• **Exercise**
Locate every line in the listing below that contains the string "truck", treating case as significant, and copy each one.
--- start Extracted records ---
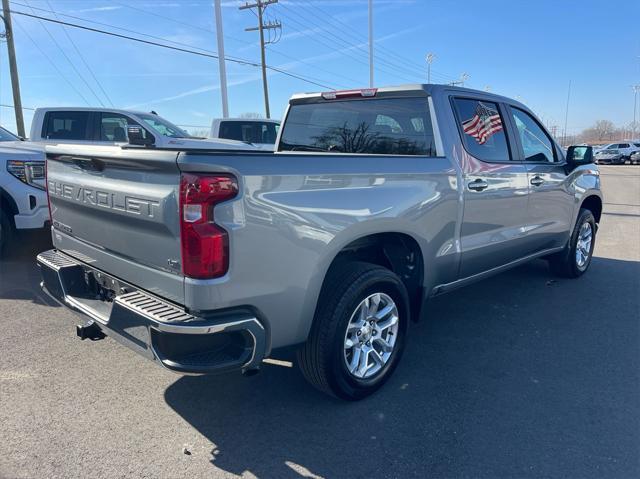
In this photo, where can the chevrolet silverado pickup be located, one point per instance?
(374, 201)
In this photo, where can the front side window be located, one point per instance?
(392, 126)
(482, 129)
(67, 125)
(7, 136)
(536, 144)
--- end Extracted records ---
--- start Extracted records ---
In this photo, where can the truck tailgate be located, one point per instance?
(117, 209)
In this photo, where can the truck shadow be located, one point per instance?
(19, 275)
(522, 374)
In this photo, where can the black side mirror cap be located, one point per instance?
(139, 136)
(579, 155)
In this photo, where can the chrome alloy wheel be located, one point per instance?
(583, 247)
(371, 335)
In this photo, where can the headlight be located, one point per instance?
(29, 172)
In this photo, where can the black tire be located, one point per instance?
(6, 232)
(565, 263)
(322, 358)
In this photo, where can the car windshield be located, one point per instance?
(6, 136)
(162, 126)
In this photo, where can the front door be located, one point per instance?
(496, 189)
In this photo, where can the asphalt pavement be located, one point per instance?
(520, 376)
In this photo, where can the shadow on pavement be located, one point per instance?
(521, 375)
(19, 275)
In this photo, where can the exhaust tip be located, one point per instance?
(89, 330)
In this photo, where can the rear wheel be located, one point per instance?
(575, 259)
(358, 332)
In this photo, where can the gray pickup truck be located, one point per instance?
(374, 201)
--- end Extracted records ---
• **Solved problem**
In this photo, where can the truck tailgate be located, one point per instance?
In this photo, where can the truck shadow be located, one point per instance?
In this photo, where can the gray pickup truck be located, one point per instance?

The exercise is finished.